▶ Document text

----

Keck students lobby for health care reform


As health care continues to take center stage on Capitol Hill and across the country, students and professionals from the Keck School of Medicine traveled to Sacramento this weekend to lobby for single-payer health care.

Hosted by the California Health Professional Student Alliance, Lobby Day 2010 served as a venue for more than 500 medical students and professionals to appeal to state legislators in hopes of gaining support for a statewide, single-payer health care bill.

The USC group California Student Physicians for Healthcare Reform helped spread the word about Lobby Day and recruited nearly 50 Keck students and professionals who are passionate about single-payer health care.

“For me it was attractive to get started and learn about how I can make an impact in health care and in California,” said Kristen Gregory, a second-year medical student and co-president of CSPHR.

More than 450 people attended the lobby day, according to Chris Scannell, Lobby Day chair and a fourth-year Ph.D. medical student at Keck.

----

▶ Data segment
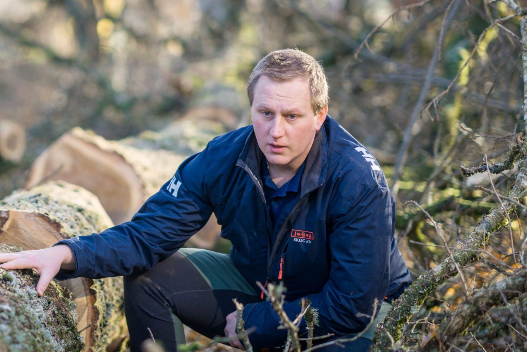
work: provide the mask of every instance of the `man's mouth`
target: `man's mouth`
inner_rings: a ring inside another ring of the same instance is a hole
[[[274,151],[275,153],[279,153],[286,149],[285,146],[280,146],[277,144],[273,144],[271,143],[269,144],[269,146],[271,148],[271,151]]]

----

▶ Prompt 1
Reproduce word for word the part of the Keck lobbying article that begins at the words "Hosted by the" and ends after the words "about single-payer health care.".
▶ Prompt 2
Carry on the Keck lobbying article on single-payer health care from its final sentence.

▶ Expected output 1
Hosted by the California Health Professional Student Alliance, Lobby Day 2010 served as a venue for more than 500 medical students and professionals to appeal to state legislators in hopes of gaining support for a statewide, single-payer health care bill.

The USC group California Student Physicians for Healthcare Reform helped spread the word about Lobby Day and recruited nearly 50 Keck students and professionals who are passionate about single-payer health care.

▶ Expected output 2
On the first day of the conference, participants were trained on the issue and ways to approach it with legislators. Then, participants spent the second day speaking with legislators after a rally that drew as many as 1,000 people.

Scannell said the group was hoping to engage legislators — particularly those with Republican affiliations — to generate discussion in advance of a key vote on the billing slated for later this week.

The bill, known as SB 810 or the California Universal Healthcare Act, would create a public agency to provide every resident of California with health insurance through a single-payer health care system.

The single-payer SB 810 bill has passed through the California legislature twice before but was vetoed twice by Gov. Arnold Schwarzenegger.

“In the past, it’s been divided along strict party lines,” Scannell said. “It seems like [this time] they were willing to talk about it.”

Scannell said many opponents of the bill are concerned about the costs of implementing a single-payer health care system.

“You raise taxes in order to implement this, but that’s the case with any type of social program you enact in the beginning,” he said.

Some citizens and lawmakers are also against increasing government involvement in health care, Scannell said, but he and others who participated in the Student Lobby Day argued that health care is one of few public services that remains privatized.

“We already have police, fire, postal  services … These are all sources we rely on and we would never think of privatizing them and I think health care’s the same,” he said.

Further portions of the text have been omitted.